─── AVAILABLE DATA

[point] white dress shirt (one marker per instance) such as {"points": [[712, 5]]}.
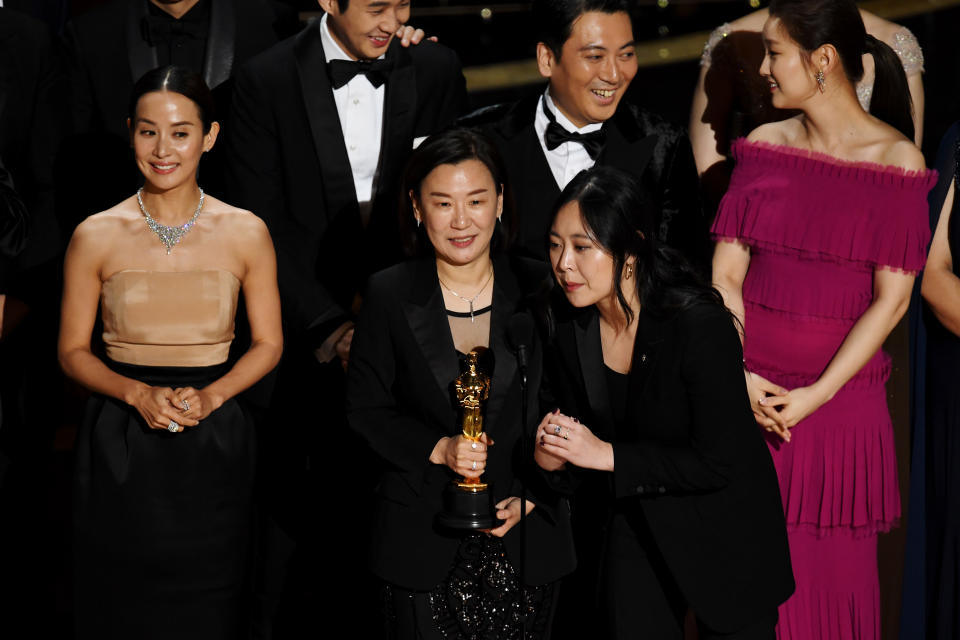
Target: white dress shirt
{"points": [[360, 107], [570, 158]]}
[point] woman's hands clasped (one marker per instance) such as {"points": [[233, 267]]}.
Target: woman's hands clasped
{"points": [[161, 406], [562, 439], [462, 455], [778, 410]]}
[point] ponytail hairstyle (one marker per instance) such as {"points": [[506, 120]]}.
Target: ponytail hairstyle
{"points": [[619, 215], [814, 23]]}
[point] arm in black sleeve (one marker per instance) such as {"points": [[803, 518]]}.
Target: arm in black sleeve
{"points": [[256, 181], [372, 408], [684, 226], [719, 412]]}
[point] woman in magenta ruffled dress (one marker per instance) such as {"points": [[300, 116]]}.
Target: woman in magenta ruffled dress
{"points": [[821, 233]]}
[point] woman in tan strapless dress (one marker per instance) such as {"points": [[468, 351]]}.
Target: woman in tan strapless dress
{"points": [[165, 454]]}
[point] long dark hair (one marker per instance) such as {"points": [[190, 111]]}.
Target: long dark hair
{"points": [[619, 216], [452, 146], [814, 23], [178, 80]]}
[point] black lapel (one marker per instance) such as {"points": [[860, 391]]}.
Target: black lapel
{"points": [[427, 317], [399, 107], [535, 189], [626, 147], [220, 43], [506, 293], [141, 56], [339, 191], [651, 335], [586, 329]]}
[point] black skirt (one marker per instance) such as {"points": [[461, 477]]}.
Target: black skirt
{"points": [[162, 520]]}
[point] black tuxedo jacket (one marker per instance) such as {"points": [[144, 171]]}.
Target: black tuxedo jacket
{"points": [[637, 141], [32, 124], [690, 458], [400, 399], [288, 164]]}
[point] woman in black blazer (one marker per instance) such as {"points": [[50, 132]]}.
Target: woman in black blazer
{"points": [[418, 319], [675, 482]]}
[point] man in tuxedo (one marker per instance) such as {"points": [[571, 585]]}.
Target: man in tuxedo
{"points": [[113, 45], [32, 115], [585, 50], [321, 127]]}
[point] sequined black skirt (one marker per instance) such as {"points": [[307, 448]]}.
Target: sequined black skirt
{"points": [[481, 599], [162, 519]]}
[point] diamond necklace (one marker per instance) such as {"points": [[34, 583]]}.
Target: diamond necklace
{"points": [[469, 301], [169, 236]]}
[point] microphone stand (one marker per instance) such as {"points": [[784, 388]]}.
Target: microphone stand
{"points": [[522, 364]]}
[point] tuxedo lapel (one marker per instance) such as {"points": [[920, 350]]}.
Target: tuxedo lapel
{"points": [[339, 191], [646, 350], [140, 55], [220, 43], [427, 317], [586, 329], [535, 189], [400, 103]]}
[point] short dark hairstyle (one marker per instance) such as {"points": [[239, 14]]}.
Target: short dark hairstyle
{"points": [[178, 80], [619, 215], [814, 23], [554, 18], [452, 146]]}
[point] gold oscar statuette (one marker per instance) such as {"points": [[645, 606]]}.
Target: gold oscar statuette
{"points": [[468, 502]]}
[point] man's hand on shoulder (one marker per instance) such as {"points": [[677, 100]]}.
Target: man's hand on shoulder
{"points": [[409, 35]]}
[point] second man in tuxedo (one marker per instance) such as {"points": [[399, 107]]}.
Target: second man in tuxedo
{"points": [[321, 127], [585, 50]]}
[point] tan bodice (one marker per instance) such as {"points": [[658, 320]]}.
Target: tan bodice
{"points": [[169, 319]]}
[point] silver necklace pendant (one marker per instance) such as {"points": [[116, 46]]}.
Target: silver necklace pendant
{"points": [[169, 236]]}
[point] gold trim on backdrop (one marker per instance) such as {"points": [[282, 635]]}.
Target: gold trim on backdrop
{"points": [[683, 48]]}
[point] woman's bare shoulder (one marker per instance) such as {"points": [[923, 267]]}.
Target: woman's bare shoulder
{"points": [[782, 132]]}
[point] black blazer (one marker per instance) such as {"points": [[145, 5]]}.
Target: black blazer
{"points": [[689, 457], [288, 164], [399, 398], [637, 141]]}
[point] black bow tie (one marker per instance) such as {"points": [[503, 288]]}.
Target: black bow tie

──────

*EXERCISE AIM*. Repeat the listing in full and exactly. Do not include any images.

*CORRECT OUTPUT*.
[point] white dress shirt (one marker per instance) such as {"points": [[712, 5]]}.
Target: white dress shirt
{"points": [[360, 107], [570, 158]]}
[point] woman's hands clasped (one marker per instance) such as {"points": [[233, 267]]}.
Target: woman's hands clasped
{"points": [[161, 406], [562, 439], [462, 455], [778, 410]]}
[point] ponytail hairstyle (one marker per instance) such as {"points": [[506, 120]]}.
Target: ponytail hairstyle
{"points": [[619, 215], [814, 23]]}
[point] arm in black sleeve (one marker per instance) such as {"points": [[803, 518]]}.
Target: arm in black sleeve
{"points": [[256, 181], [372, 408], [684, 226], [719, 412]]}
[point] woman in magenta ruffled dress (one marker per instance) such as {"points": [[300, 116]]}.
Target: woman in magenta ruffled dress
{"points": [[821, 233]]}
[point] woman in tan strapless dress (one marker per instance) such as {"points": [[468, 351]]}.
Target: woman in tan strapless dress
{"points": [[165, 454]]}
[point] long dark hair (one marker per instance) such as {"points": [[190, 111]]}.
Target: long dark hair
{"points": [[619, 216], [452, 146], [814, 23], [178, 80]]}
[point] black lapel (one marker per instance) such as {"points": [[860, 391]]}.
Target: black lapel
{"points": [[427, 317], [399, 107], [535, 189], [626, 147], [220, 43], [506, 293], [141, 56], [339, 191], [651, 335], [586, 329]]}
[point] black skirt (one marker per instance) such as {"points": [[461, 477]]}.
Target: black skirt
{"points": [[162, 520]]}
[point] black tuxedo jacket (one marker per instance) such as {"points": [[144, 171]]}.
Target: black tuxedo jacket
{"points": [[637, 141], [32, 124], [690, 458], [400, 399], [288, 164]]}
[point] woman in black blazer (one marker per instance) such as {"points": [[50, 132]]}.
Target: woman in black blazer
{"points": [[418, 319], [675, 482]]}
[point] man in tuxedo (one marker per instance) such as {"points": [[571, 585]]}.
Target: man in tuxedo
{"points": [[113, 45], [32, 115], [585, 50], [321, 127]]}
[point] sequined black skirt (one marker per instance) such as {"points": [[307, 448]]}.
Target: sequined black skirt
{"points": [[481, 599], [162, 519]]}
[point] diamond necklace (one marker per instance) such as {"points": [[34, 583]]}.
Target: diamond necklace
{"points": [[469, 301], [169, 236]]}
[point] microphone stand (one marker per instance) such as {"points": [[784, 388]]}.
Target: microphone stand
{"points": [[522, 364]]}
[point] tuxedo lapel (one marker per instance) such as {"points": [[920, 350]]}.
Target: tuxedo lapel
{"points": [[339, 191], [646, 350], [140, 55], [220, 43], [427, 317], [586, 329], [535, 189], [400, 103]]}
[point] short dark hairstyle (one marker per instance) such as {"points": [[239, 14]]}.
Target: short dark hairstyle
{"points": [[178, 80], [619, 215], [814, 23], [554, 18], [452, 146]]}
[point] gold oscar statuette (one marker per instance) such as {"points": [[645, 606]]}.
Target: gold oscar statuette
{"points": [[468, 502]]}
[point] man's hand on shoulder (one marker per instance) such as {"points": [[677, 100]]}.
Target: man's hand on shoulder
{"points": [[409, 35]]}
[point] second man in tuxedo (one marker per instance) such as {"points": [[399, 107]]}.
Target: second man in tuxedo
{"points": [[321, 127], [585, 50]]}
[point] tan bodice (one marker per instance) such as {"points": [[658, 320]]}.
Target: tan bodice
{"points": [[169, 319]]}
[point] silver necklace pendant (one marker per instance) such as {"points": [[116, 46]]}.
Target: silver necklace pendant
{"points": [[169, 236]]}
[point] gold trim on backdrop (one marker per instance) such as {"points": [[282, 635]]}.
Target: gold trim on backdrop
{"points": [[683, 48]]}
[point] woman's bare shoulder (one marker per instance) such as {"points": [[923, 267]]}.
Target: woman's bare shoulder
{"points": [[782, 132]]}
[point] black blazer (one marker per instance) such as {"points": [[145, 5]]}.
Target: black blazer
{"points": [[689, 457], [288, 164], [399, 398], [637, 141]]}
[point] black bow tie (one marker per instance) such as {"points": [[503, 288]]}.
Target: black bow tie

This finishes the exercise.